Content starts

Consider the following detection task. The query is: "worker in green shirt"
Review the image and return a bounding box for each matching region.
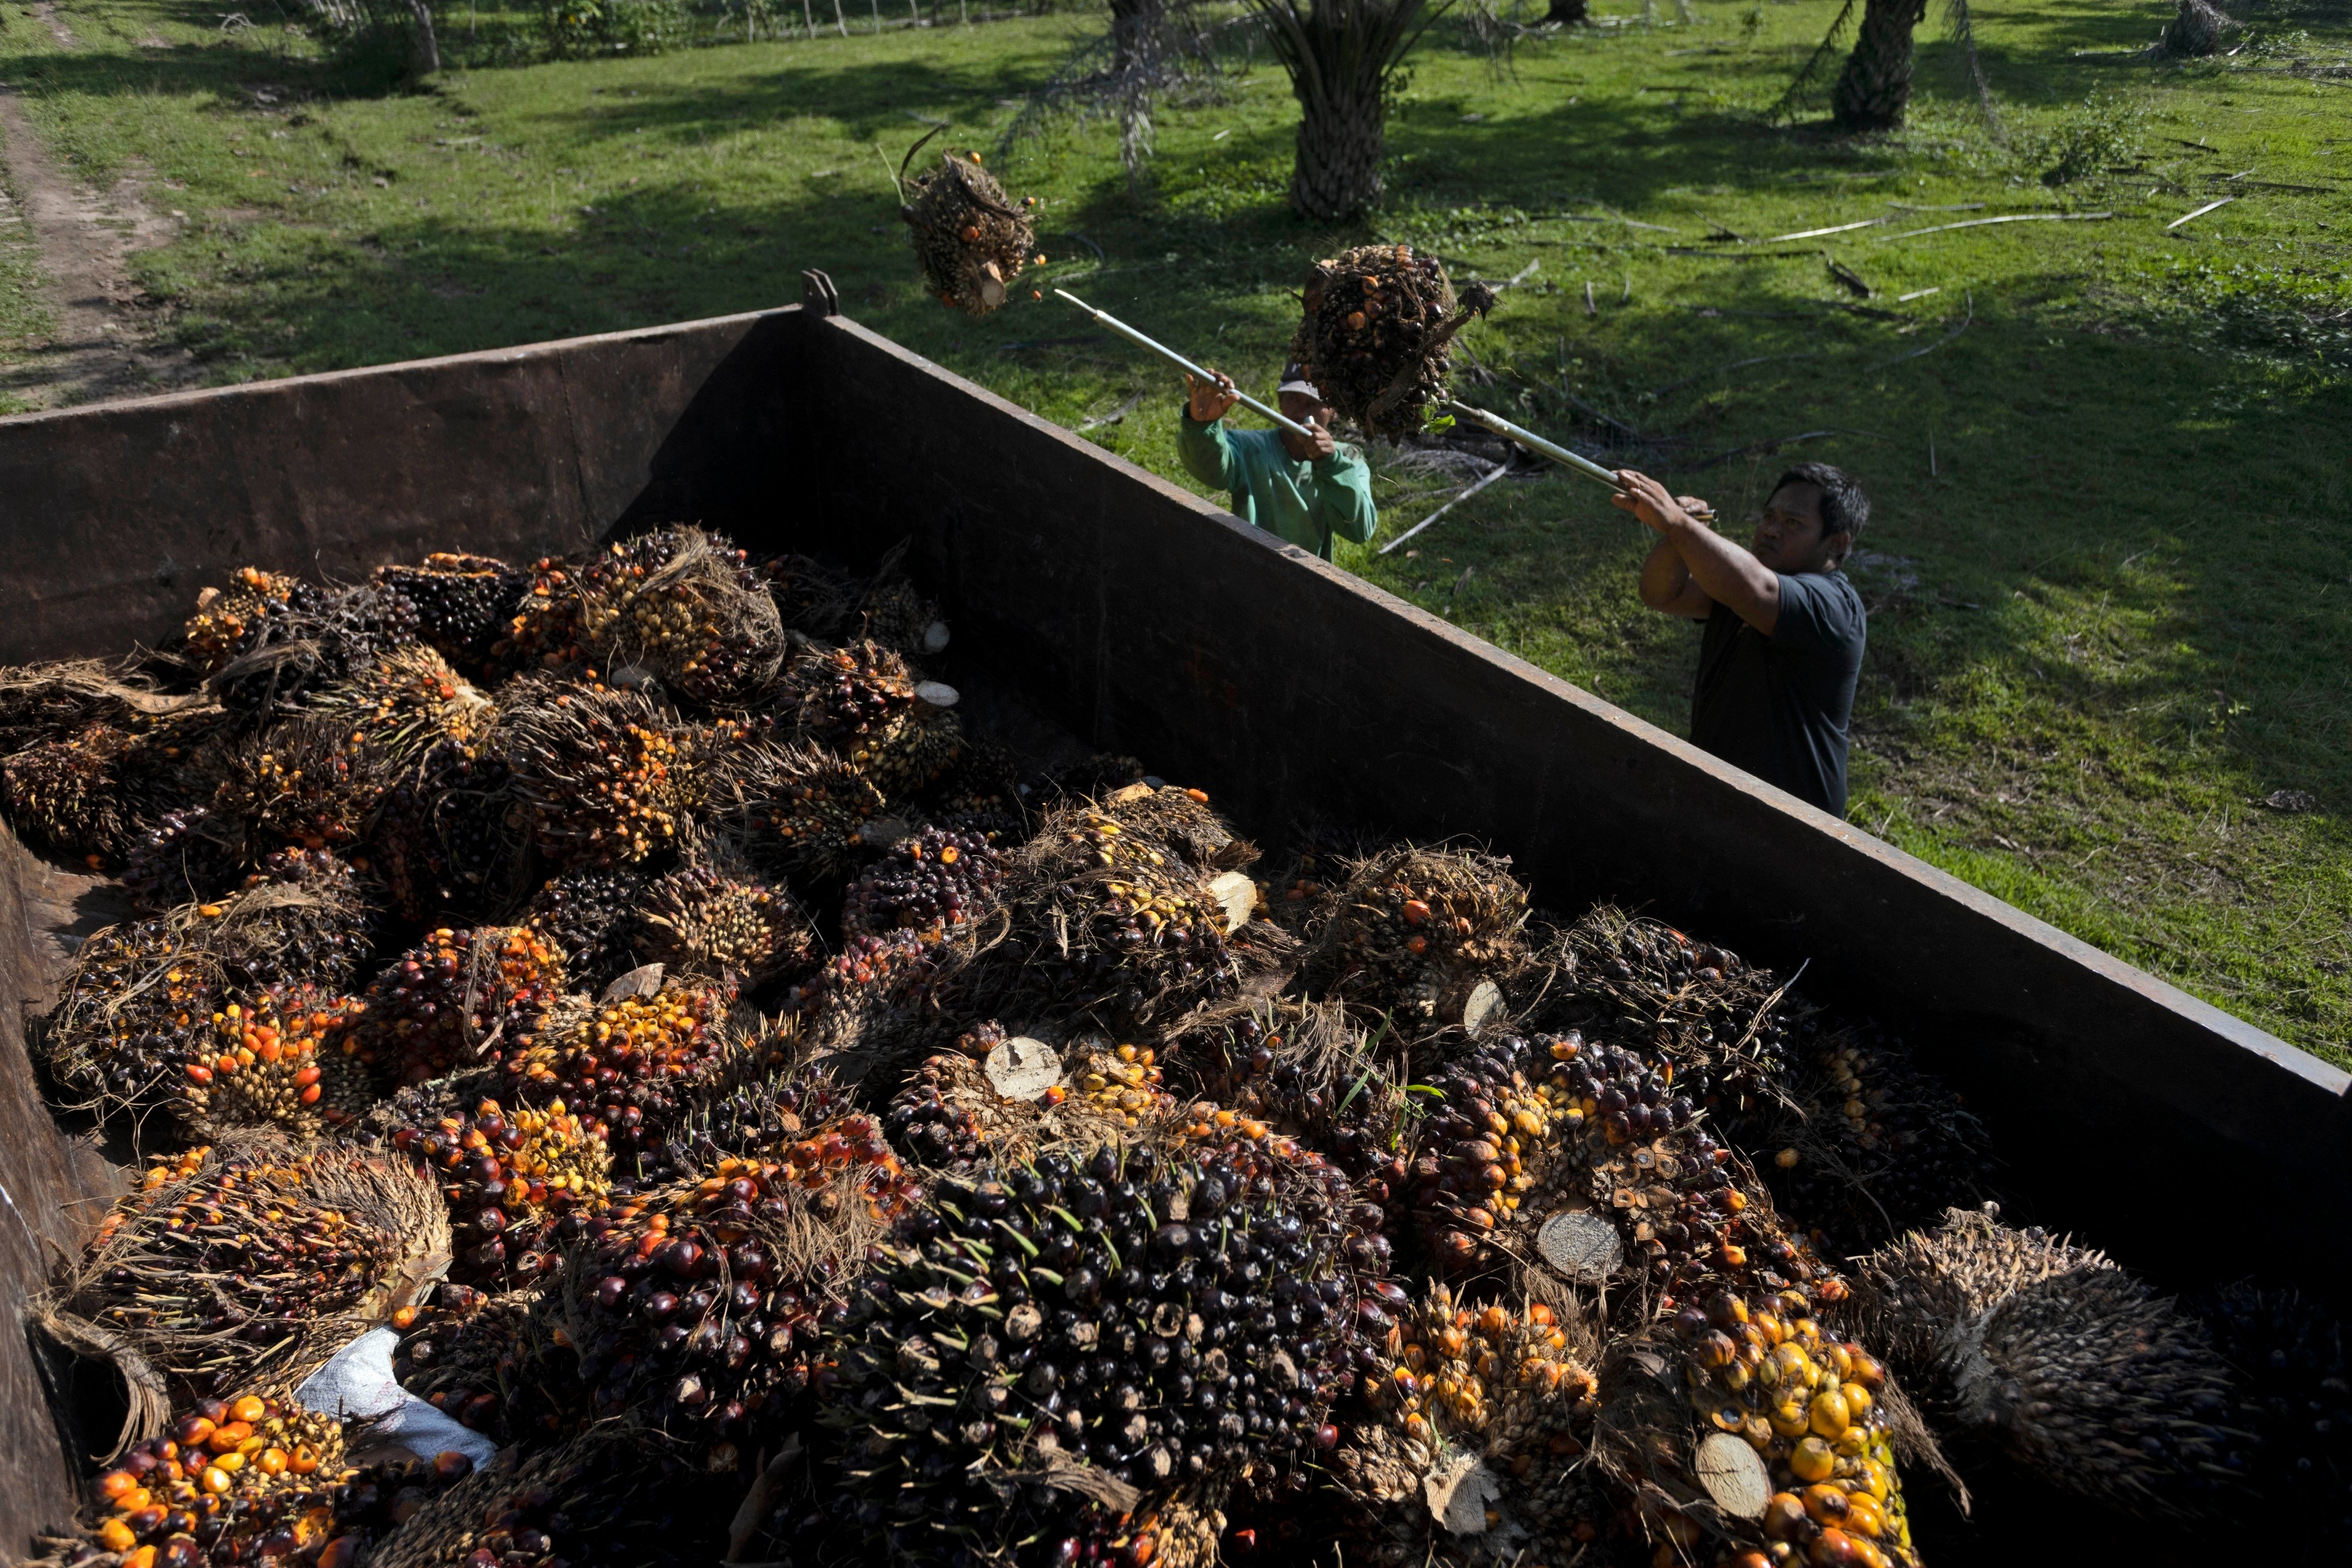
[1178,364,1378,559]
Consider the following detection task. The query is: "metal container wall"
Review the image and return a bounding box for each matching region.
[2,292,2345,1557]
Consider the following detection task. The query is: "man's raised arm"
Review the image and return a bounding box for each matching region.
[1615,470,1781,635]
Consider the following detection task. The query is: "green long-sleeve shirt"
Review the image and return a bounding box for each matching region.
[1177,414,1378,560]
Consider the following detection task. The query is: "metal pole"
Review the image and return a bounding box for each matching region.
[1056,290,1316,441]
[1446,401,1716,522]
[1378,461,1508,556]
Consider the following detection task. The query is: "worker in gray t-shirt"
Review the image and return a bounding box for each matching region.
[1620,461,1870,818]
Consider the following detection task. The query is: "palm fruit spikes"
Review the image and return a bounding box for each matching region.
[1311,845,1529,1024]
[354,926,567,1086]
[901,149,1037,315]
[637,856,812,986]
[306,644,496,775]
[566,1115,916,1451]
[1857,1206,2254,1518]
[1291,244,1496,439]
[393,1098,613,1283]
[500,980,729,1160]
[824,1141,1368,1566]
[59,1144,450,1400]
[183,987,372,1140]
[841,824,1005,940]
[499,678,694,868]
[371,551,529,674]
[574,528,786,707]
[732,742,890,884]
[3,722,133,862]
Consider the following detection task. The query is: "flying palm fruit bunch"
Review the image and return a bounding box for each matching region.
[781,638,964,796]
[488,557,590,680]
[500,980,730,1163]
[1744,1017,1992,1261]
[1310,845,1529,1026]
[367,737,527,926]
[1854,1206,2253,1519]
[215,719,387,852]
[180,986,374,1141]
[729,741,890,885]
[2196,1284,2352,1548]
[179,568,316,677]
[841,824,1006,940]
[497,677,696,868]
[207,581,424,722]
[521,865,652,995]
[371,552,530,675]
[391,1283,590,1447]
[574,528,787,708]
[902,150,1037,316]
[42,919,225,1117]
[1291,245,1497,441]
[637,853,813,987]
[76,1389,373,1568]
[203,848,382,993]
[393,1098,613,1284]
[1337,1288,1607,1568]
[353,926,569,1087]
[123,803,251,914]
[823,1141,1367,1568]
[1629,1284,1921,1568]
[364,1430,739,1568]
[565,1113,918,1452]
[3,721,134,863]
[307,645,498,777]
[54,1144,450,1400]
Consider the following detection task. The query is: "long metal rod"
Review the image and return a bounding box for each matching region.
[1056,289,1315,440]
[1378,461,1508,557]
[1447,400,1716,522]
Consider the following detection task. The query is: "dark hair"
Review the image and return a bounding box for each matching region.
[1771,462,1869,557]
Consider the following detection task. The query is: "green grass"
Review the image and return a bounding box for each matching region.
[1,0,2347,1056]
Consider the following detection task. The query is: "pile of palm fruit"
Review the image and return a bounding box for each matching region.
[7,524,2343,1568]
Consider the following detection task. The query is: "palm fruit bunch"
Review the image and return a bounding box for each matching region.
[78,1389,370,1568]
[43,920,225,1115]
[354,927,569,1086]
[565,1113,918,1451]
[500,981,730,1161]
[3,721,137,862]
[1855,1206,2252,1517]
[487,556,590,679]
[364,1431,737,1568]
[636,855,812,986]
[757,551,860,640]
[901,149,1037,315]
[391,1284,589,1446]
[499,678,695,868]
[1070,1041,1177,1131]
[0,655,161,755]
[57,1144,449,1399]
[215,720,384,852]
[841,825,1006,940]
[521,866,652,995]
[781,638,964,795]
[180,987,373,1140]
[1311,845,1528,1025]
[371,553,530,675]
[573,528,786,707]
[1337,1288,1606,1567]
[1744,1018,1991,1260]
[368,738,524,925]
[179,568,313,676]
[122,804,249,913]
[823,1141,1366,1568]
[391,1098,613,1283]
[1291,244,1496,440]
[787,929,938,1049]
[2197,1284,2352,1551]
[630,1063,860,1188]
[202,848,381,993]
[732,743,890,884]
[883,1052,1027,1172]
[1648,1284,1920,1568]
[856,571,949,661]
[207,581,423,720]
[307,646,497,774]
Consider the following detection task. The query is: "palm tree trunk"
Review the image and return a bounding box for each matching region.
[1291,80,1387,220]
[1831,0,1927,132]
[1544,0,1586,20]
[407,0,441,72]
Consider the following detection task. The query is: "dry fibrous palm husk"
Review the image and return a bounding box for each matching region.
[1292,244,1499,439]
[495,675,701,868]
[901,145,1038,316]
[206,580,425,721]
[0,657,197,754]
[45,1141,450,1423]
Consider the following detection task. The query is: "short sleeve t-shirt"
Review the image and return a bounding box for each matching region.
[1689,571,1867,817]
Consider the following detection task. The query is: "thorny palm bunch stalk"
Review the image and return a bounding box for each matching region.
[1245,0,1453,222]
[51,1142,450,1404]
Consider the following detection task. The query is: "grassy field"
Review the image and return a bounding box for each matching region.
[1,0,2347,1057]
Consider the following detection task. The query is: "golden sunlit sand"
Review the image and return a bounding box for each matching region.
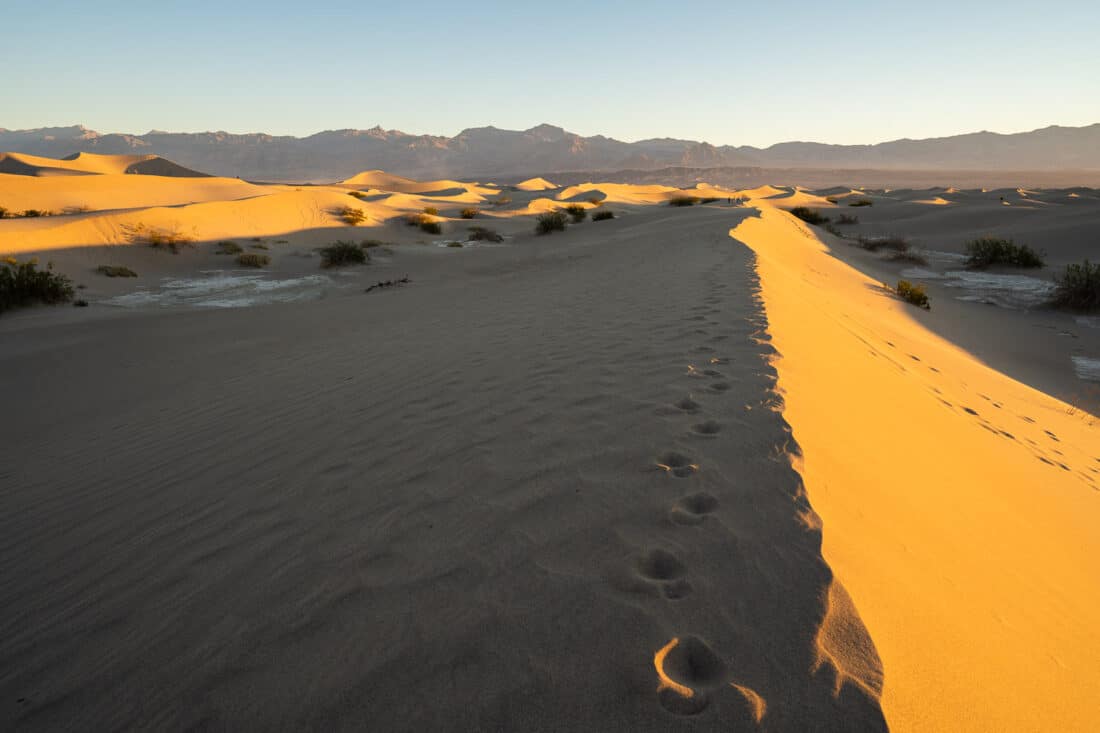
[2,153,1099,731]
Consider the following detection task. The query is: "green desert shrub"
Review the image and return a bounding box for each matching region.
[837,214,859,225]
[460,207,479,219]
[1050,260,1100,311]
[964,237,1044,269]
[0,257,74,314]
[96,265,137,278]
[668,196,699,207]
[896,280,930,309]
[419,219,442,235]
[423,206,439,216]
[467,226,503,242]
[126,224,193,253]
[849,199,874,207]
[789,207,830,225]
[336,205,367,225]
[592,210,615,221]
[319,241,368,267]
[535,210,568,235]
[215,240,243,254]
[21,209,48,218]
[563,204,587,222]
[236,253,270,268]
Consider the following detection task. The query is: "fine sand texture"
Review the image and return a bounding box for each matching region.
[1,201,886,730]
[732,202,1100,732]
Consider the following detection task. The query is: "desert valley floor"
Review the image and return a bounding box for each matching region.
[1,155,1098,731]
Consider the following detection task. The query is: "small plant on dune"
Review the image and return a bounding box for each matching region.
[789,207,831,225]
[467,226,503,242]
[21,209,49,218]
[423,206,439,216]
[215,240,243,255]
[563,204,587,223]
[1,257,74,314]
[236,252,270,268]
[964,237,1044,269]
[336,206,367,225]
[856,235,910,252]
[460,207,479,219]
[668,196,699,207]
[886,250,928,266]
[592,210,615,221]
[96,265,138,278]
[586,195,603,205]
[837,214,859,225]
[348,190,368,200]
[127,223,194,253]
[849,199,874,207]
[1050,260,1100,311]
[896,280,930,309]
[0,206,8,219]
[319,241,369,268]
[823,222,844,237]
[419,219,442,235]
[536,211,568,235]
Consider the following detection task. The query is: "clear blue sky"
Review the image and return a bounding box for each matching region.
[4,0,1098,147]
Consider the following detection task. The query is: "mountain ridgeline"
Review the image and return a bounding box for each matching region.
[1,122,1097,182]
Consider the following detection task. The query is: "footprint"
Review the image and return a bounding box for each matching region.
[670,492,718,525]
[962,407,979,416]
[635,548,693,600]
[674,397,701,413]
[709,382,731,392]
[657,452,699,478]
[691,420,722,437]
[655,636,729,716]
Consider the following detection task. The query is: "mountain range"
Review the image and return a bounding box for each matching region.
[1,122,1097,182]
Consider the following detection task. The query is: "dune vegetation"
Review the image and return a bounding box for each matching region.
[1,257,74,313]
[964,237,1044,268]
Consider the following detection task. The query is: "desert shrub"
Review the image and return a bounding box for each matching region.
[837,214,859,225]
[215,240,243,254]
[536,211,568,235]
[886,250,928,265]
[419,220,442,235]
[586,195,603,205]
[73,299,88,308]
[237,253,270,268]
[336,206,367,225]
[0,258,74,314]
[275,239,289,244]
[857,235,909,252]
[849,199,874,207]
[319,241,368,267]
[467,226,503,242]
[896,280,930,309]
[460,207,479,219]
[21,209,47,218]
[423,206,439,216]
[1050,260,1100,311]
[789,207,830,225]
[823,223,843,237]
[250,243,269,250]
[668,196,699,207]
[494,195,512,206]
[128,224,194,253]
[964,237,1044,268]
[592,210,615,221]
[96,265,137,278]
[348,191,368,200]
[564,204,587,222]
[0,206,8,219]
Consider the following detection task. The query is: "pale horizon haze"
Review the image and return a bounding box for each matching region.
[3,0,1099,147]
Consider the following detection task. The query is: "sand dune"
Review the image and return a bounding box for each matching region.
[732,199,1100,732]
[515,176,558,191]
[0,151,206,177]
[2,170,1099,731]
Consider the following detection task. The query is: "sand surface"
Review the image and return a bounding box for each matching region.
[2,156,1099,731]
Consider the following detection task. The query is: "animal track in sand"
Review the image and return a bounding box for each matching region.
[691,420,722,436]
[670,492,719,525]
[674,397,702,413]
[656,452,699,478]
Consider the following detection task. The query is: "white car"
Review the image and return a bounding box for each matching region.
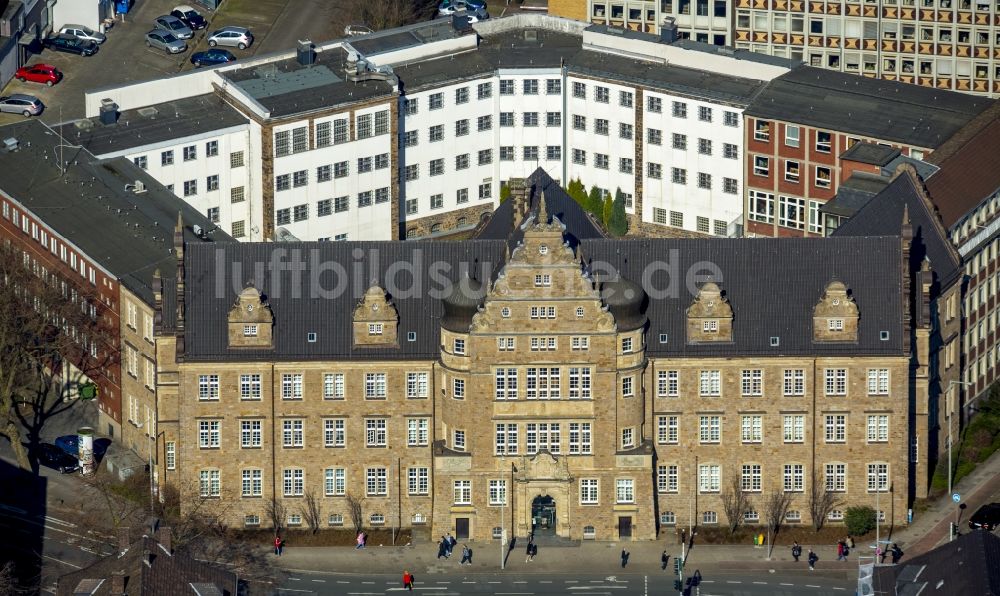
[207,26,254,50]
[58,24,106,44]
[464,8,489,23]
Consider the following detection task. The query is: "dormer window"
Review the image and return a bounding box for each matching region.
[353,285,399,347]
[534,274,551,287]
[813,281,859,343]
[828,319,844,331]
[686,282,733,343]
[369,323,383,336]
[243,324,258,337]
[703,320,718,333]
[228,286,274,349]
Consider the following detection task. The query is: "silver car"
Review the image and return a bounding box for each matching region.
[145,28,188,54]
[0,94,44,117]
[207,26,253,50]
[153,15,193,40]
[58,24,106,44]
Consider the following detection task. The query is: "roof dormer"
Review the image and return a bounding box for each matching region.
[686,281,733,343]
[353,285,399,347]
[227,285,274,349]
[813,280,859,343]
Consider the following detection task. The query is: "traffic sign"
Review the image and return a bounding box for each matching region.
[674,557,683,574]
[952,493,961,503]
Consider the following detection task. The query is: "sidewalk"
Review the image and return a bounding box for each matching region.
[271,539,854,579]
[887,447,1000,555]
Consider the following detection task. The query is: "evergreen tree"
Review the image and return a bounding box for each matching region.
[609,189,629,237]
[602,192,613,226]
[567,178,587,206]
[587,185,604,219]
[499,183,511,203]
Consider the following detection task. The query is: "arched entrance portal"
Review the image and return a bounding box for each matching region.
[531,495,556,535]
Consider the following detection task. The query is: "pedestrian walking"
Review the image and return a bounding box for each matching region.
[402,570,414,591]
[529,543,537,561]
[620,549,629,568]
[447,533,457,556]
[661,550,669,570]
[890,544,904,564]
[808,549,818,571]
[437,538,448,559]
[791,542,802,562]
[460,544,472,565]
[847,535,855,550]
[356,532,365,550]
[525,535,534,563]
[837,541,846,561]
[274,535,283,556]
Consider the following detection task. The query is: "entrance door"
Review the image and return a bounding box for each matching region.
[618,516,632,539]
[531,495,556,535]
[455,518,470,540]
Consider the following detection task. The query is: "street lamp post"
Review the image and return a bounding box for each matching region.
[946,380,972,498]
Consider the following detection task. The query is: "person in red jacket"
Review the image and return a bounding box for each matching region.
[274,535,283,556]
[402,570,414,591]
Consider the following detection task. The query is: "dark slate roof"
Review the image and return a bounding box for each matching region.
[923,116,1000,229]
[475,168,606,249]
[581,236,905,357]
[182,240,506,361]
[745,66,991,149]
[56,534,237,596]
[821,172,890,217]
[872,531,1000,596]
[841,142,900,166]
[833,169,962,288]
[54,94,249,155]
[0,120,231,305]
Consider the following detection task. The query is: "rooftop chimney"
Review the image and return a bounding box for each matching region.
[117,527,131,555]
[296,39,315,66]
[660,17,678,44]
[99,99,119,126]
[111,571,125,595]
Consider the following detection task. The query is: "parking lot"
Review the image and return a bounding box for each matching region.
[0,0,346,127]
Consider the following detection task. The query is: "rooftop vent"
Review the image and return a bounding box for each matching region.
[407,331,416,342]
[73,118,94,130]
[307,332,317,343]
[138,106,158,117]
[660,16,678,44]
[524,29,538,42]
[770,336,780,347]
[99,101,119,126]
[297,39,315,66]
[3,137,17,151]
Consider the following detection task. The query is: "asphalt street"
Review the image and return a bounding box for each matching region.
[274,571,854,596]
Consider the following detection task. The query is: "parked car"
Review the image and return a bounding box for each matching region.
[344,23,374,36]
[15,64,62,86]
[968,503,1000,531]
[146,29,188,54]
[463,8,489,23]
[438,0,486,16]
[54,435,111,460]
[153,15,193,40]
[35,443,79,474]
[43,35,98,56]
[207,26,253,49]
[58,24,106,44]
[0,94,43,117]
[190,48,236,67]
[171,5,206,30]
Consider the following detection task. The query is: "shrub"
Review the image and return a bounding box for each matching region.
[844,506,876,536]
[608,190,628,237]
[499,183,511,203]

Content ends

** Exercise goal **
From the data above, copy each line with the string "dormer" in it.

** Exercise result **
Consider the following detection task. The query is: "dormer window"
Consider the following detection task. The query is: "roof dormer"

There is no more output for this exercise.